## Data supplied
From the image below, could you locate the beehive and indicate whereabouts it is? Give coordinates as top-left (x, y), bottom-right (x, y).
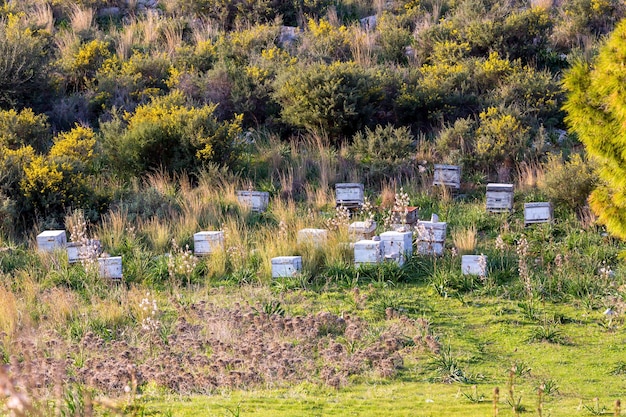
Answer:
top-left (462, 255), bottom-right (488, 276)
top-left (524, 202), bottom-right (553, 225)
top-left (380, 230), bottom-right (413, 266)
top-left (297, 228), bottom-right (328, 247)
top-left (271, 256), bottom-right (302, 278)
top-left (98, 256), bottom-right (123, 280)
top-left (67, 239), bottom-right (101, 263)
top-left (391, 206), bottom-right (419, 229)
top-left (416, 218), bottom-right (447, 256)
top-left (433, 164), bottom-right (461, 190)
top-left (348, 221), bottom-right (376, 241)
top-left (486, 183), bottom-right (514, 213)
top-left (36, 230), bottom-right (67, 252)
top-left (335, 183), bottom-right (364, 208)
top-left (236, 191), bottom-right (269, 212)
top-left (194, 231), bottom-right (224, 256)
top-left (354, 239), bottom-right (382, 267)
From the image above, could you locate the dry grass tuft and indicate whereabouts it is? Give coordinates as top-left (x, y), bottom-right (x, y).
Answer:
top-left (452, 225), bottom-right (477, 255)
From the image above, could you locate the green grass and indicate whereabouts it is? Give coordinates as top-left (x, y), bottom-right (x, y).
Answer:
top-left (135, 284), bottom-right (626, 416)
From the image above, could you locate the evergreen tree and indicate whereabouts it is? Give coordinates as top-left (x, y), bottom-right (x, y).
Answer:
top-left (563, 19), bottom-right (626, 239)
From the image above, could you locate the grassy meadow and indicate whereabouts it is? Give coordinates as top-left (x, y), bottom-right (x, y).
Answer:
top-left (1, 148), bottom-right (625, 416)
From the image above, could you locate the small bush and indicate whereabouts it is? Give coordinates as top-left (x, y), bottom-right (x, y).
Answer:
top-left (539, 153), bottom-right (597, 211)
top-left (349, 124), bottom-right (415, 184)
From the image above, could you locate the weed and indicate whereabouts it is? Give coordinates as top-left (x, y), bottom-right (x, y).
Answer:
top-left (429, 345), bottom-right (473, 384)
top-left (527, 322), bottom-right (569, 345)
top-left (583, 398), bottom-right (607, 415)
top-left (462, 384), bottom-right (484, 403)
top-left (538, 379), bottom-right (559, 396)
top-left (518, 299), bottom-right (541, 321)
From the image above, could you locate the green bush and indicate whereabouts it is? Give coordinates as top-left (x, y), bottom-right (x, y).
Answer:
top-left (539, 153), bottom-right (597, 211)
top-left (0, 108), bottom-right (51, 152)
top-left (348, 124), bottom-right (415, 184)
top-left (101, 91), bottom-right (244, 177)
top-left (272, 61), bottom-right (384, 140)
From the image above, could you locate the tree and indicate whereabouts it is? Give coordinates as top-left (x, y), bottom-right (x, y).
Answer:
top-left (563, 19), bottom-right (626, 238)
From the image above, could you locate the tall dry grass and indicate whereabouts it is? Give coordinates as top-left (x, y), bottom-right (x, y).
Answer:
top-left (452, 225), bottom-right (477, 255)
top-left (69, 4), bottom-right (94, 37)
top-left (0, 283), bottom-right (18, 345)
top-left (516, 161), bottom-right (545, 192)
top-left (30, 2), bottom-right (54, 33)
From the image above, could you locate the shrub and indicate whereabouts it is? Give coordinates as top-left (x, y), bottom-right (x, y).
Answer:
top-left (272, 61), bottom-right (384, 140)
top-left (0, 108), bottom-right (51, 152)
top-left (0, 14), bottom-right (49, 108)
top-left (55, 38), bottom-right (111, 92)
top-left (539, 153), bottom-right (597, 211)
top-left (101, 91), bottom-right (244, 177)
top-left (348, 124), bottom-right (415, 183)
top-left (474, 106), bottom-right (530, 171)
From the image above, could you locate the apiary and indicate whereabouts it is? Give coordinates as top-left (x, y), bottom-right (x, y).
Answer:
top-left (433, 164), bottom-right (461, 190)
top-left (354, 239), bottom-right (382, 267)
top-left (194, 231), bottom-right (225, 256)
top-left (297, 228), bottom-right (328, 246)
top-left (486, 183), bottom-right (514, 213)
top-left (335, 183), bottom-right (364, 208)
top-left (462, 254), bottom-right (488, 276)
top-left (36, 230), bottom-right (67, 252)
top-left (271, 256), bottom-right (302, 278)
top-left (236, 191), bottom-right (269, 212)
top-left (98, 256), bottom-right (123, 280)
top-left (348, 221), bottom-right (376, 241)
top-left (524, 202), bottom-right (553, 225)
top-left (380, 230), bottom-right (413, 266)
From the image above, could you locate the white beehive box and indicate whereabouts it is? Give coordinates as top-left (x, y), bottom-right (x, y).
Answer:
top-left (486, 183), bottom-right (514, 212)
top-left (380, 231), bottom-right (413, 266)
top-left (354, 239), bottom-right (382, 267)
top-left (524, 202), bottom-right (553, 225)
top-left (271, 256), bottom-right (302, 278)
top-left (37, 230), bottom-right (67, 252)
top-left (67, 239), bottom-right (102, 263)
top-left (194, 231), bottom-right (224, 256)
top-left (335, 183), bottom-right (364, 208)
top-left (416, 218), bottom-right (447, 256)
top-left (297, 228), bottom-right (328, 247)
top-left (98, 256), bottom-right (123, 280)
top-left (433, 164), bottom-right (461, 190)
top-left (462, 255), bottom-right (488, 276)
top-left (348, 221), bottom-right (377, 241)
top-left (236, 191), bottom-right (269, 212)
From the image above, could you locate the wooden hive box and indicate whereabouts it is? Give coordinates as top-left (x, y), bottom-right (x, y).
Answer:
top-left (67, 239), bottom-right (102, 263)
top-left (236, 191), bottom-right (269, 212)
top-left (37, 230), bottom-right (67, 252)
top-left (391, 206), bottom-right (419, 229)
top-left (433, 164), bottom-right (461, 190)
top-left (194, 231), bottom-right (225, 256)
top-left (416, 219), bottom-right (447, 256)
top-left (354, 239), bottom-right (382, 267)
top-left (486, 183), bottom-right (514, 213)
top-left (380, 230), bottom-right (413, 266)
top-left (348, 221), bottom-right (377, 241)
top-left (462, 254), bottom-right (488, 276)
top-left (271, 256), bottom-right (302, 278)
top-left (335, 183), bottom-right (364, 209)
top-left (297, 228), bottom-right (328, 247)
top-left (98, 256), bottom-right (123, 280)
top-left (524, 202), bottom-right (553, 225)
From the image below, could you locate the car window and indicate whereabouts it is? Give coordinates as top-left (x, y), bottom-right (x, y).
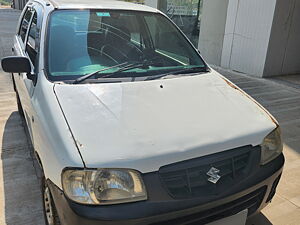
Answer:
top-left (19, 8), bottom-right (34, 42)
top-left (144, 15), bottom-right (196, 65)
top-left (47, 10), bottom-right (205, 81)
top-left (120, 13), bottom-right (145, 49)
top-left (26, 12), bottom-right (38, 66)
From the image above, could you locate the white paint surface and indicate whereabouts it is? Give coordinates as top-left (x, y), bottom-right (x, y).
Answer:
top-left (52, 0), bottom-right (159, 12)
top-left (12, 0), bottom-right (277, 189)
top-left (55, 71), bottom-right (276, 173)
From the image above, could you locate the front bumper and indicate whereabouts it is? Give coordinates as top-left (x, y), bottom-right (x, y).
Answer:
top-left (49, 153), bottom-right (284, 225)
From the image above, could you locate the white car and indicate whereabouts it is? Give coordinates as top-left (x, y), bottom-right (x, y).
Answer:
top-left (1, 0), bottom-right (284, 225)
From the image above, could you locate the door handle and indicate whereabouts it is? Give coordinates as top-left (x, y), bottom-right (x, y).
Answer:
top-left (12, 47), bottom-right (14, 52)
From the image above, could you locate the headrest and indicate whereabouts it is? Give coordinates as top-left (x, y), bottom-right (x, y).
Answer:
top-left (105, 26), bottom-right (131, 43)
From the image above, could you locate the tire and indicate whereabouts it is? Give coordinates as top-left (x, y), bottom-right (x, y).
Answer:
top-left (42, 177), bottom-right (61, 225)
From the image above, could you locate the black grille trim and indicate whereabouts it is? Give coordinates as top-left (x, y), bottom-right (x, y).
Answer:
top-left (150, 186), bottom-right (267, 225)
top-left (159, 146), bottom-right (260, 199)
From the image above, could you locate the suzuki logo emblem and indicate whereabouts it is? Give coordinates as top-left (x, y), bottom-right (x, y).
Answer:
top-left (207, 167), bottom-right (221, 184)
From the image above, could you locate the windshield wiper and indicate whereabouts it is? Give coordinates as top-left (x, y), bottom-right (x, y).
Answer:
top-left (96, 59), bottom-right (160, 79)
top-left (73, 62), bottom-right (130, 84)
top-left (73, 62), bottom-right (209, 84)
top-left (73, 59), bottom-right (160, 84)
top-left (146, 66), bottom-right (210, 81)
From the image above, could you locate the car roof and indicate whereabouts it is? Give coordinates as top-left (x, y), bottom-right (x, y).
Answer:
top-left (45, 0), bottom-right (159, 12)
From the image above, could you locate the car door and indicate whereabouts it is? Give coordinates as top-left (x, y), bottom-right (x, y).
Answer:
top-left (13, 3), bottom-right (43, 140)
top-left (13, 5), bottom-right (34, 108)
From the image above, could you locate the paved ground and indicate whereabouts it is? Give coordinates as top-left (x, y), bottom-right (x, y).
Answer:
top-left (0, 8), bottom-right (45, 225)
top-left (0, 8), bottom-right (299, 225)
top-left (215, 68), bottom-right (300, 225)
top-left (271, 75), bottom-right (300, 91)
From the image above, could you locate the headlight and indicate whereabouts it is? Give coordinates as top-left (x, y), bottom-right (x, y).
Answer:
top-left (260, 127), bottom-right (283, 165)
top-left (62, 168), bottom-right (147, 205)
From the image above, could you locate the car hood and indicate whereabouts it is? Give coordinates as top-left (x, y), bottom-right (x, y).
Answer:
top-left (54, 71), bottom-right (276, 172)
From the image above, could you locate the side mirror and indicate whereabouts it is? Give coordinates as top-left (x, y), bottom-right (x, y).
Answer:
top-left (1, 56), bottom-right (31, 74)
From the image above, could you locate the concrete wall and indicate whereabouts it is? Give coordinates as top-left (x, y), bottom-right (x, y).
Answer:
top-left (198, 0), bottom-right (229, 66)
top-left (199, 0), bottom-right (300, 77)
top-left (264, 0), bottom-right (300, 76)
top-left (13, 0), bottom-right (27, 10)
top-left (221, 0), bottom-right (277, 77)
top-left (145, 0), bottom-right (158, 8)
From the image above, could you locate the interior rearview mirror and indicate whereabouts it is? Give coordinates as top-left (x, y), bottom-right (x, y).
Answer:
top-left (1, 56), bottom-right (31, 74)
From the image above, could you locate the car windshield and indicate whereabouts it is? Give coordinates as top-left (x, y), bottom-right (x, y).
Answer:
top-left (47, 9), bottom-right (206, 82)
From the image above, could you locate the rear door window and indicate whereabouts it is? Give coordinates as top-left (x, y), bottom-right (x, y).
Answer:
top-left (25, 4), bottom-right (43, 70)
top-left (26, 12), bottom-right (38, 66)
top-left (19, 8), bottom-right (34, 42)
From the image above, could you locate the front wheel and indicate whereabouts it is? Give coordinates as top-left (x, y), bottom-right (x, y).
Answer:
top-left (42, 178), bottom-right (61, 225)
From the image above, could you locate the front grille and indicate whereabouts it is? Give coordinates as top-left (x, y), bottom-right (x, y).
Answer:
top-left (150, 186), bottom-right (267, 225)
top-left (159, 146), bottom-right (258, 199)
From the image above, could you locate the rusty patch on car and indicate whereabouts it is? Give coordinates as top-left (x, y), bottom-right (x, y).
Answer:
top-left (76, 140), bottom-right (83, 148)
top-left (221, 77), bottom-right (279, 126)
top-left (222, 78), bottom-right (239, 90)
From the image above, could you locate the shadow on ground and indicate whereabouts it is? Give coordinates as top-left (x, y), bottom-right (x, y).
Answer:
top-left (1, 112), bottom-right (45, 225)
top-left (246, 213), bottom-right (273, 225)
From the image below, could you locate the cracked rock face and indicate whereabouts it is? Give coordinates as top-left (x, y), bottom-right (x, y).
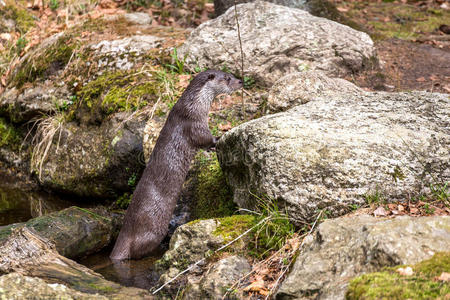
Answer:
top-left (217, 91), bottom-right (449, 225)
top-left (276, 215), bottom-right (450, 299)
top-left (185, 255), bottom-right (251, 299)
top-left (179, 1), bottom-right (375, 86)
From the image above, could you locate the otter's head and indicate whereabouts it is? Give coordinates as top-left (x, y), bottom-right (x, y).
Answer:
top-left (191, 70), bottom-right (243, 100)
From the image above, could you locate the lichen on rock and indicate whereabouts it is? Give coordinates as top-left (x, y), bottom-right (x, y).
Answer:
top-left (277, 215), bottom-right (450, 299)
top-left (217, 90), bottom-right (449, 225)
top-left (179, 1), bottom-right (375, 86)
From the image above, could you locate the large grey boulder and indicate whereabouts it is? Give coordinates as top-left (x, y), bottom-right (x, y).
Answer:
top-left (214, 0), bottom-right (310, 16)
top-left (179, 1), bottom-right (375, 86)
top-left (268, 71), bottom-right (361, 112)
top-left (276, 215), bottom-right (450, 299)
top-left (214, 0), bottom-right (350, 25)
top-left (217, 91), bottom-right (449, 225)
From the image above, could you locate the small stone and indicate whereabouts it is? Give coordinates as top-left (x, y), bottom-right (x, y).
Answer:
top-left (396, 266), bottom-right (414, 276)
top-left (124, 12), bottom-right (152, 25)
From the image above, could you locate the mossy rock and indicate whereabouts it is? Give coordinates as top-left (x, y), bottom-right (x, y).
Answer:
top-left (0, 117), bottom-right (21, 150)
top-left (212, 214), bottom-right (256, 242)
top-left (0, 206), bottom-right (122, 258)
top-left (11, 33), bottom-right (78, 88)
top-left (191, 151), bottom-right (236, 219)
top-left (346, 252), bottom-right (450, 299)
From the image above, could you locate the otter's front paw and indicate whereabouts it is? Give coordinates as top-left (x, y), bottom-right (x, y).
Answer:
top-left (208, 136), bottom-right (220, 152)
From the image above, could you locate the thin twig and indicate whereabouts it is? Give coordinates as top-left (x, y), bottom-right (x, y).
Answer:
top-left (233, 0), bottom-right (245, 120)
top-left (264, 210), bottom-right (324, 299)
top-left (151, 217), bottom-right (269, 295)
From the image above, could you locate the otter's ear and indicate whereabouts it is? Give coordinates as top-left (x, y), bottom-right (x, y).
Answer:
top-left (207, 74), bottom-right (215, 81)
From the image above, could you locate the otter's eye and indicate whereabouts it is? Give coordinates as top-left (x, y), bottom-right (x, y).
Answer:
top-left (208, 74), bottom-right (215, 80)
top-left (226, 77), bottom-right (231, 82)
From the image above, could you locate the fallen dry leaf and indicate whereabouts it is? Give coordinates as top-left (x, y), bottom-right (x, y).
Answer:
top-left (429, 74), bottom-right (439, 81)
top-left (374, 206), bottom-right (388, 217)
top-left (177, 74), bottom-right (191, 89)
top-left (416, 77), bottom-right (426, 82)
top-left (387, 204), bottom-right (397, 210)
top-left (396, 266), bottom-right (414, 276)
top-left (398, 204), bottom-right (405, 212)
top-left (99, 0), bottom-right (118, 9)
top-left (410, 207), bottom-right (419, 214)
top-left (218, 122), bottom-right (232, 131)
top-left (243, 278), bottom-right (269, 296)
top-left (337, 7), bottom-right (349, 12)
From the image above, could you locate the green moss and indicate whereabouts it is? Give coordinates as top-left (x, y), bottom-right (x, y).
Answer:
top-left (192, 151), bottom-right (236, 219)
top-left (86, 282), bottom-right (117, 294)
top-left (247, 195), bottom-right (295, 258)
top-left (75, 70), bottom-right (178, 119)
top-left (213, 214), bottom-right (256, 242)
top-left (116, 192), bottom-right (132, 209)
top-left (13, 34), bottom-right (78, 87)
top-left (0, 1), bottom-right (35, 33)
top-left (347, 252), bottom-right (450, 300)
top-left (0, 117), bottom-right (22, 150)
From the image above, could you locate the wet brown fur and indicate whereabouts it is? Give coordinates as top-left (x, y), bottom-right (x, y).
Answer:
top-left (110, 70), bottom-right (242, 260)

## What to work on
From the records above, give again only the part that opens with the line containing "From the image above, could you locate the front wheel" and closes with the line containing "From the image above, could you locate the large". Keep both ends but drop the pictures.

## Task response
From the image above, could you locate the front wheel and indicate whereabouts it is? Give coordinates as top-left (x, y), bottom-right (x, y).
Answer:
top-left (42, 178), bottom-right (61, 225)
From the image above, could you locate the front grille and indicate whereabouts it is? Give coordinates as top-left (x, y), bottom-right (x, y).
Answer:
top-left (150, 186), bottom-right (267, 225)
top-left (159, 146), bottom-right (258, 199)
From the image above, could you locate the rusty patch on car and indicate whereabouts it is? Give coordinates as top-left (x, y), bottom-right (x, y).
Answer:
top-left (76, 140), bottom-right (83, 148)
top-left (221, 77), bottom-right (279, 126)
top-left (222, 78), bottom-right (239, 90)
From the image above, could you locate the shadow on ground and indicate whereabouts it is? Give coordinates as top-left (x, y), bottom-right (x, y).
Answer:
top-left (1, 112), bottom-right (45, 225)
top-left (246, 213), bottom-right (273, 225)
From the image below, could you locate the cracked rock face and indicate whereabouts it is? Give coordinates as top-left (x, y), bottom-right (x, y).
Answer:
top-left (217, 91), bottom-right (449, 225)
top-left (276, 215), bottom-right (450, 299)
top-left (185, 255), bottom-right (251, 299)
top-left (179, 1), bottom-right (375, 86)
From the image above, could you locate the otter's head and indicate whereabouts it is? Give coordinates as top-left (x, y), bottom-right (x, y).
Answer:
top-left (191, 70), bottom-right (243, 100)
From the image above, could you locate the lichen on rock and indicate whereabouts it is? Give coordinates as top-left (x, y), bottom-right (x, y).
Answer:
top-left (277, 215), bottom-right (450, 299)
top-left (217, 90), bottom-right (449, 225)
top-left (179, 1), bottom-right (375, 86)
From the image above, could you locate the large grey boulder and indicate whereabouts it is? Give coordinates as top-left (x, y), bottom-right (x, y).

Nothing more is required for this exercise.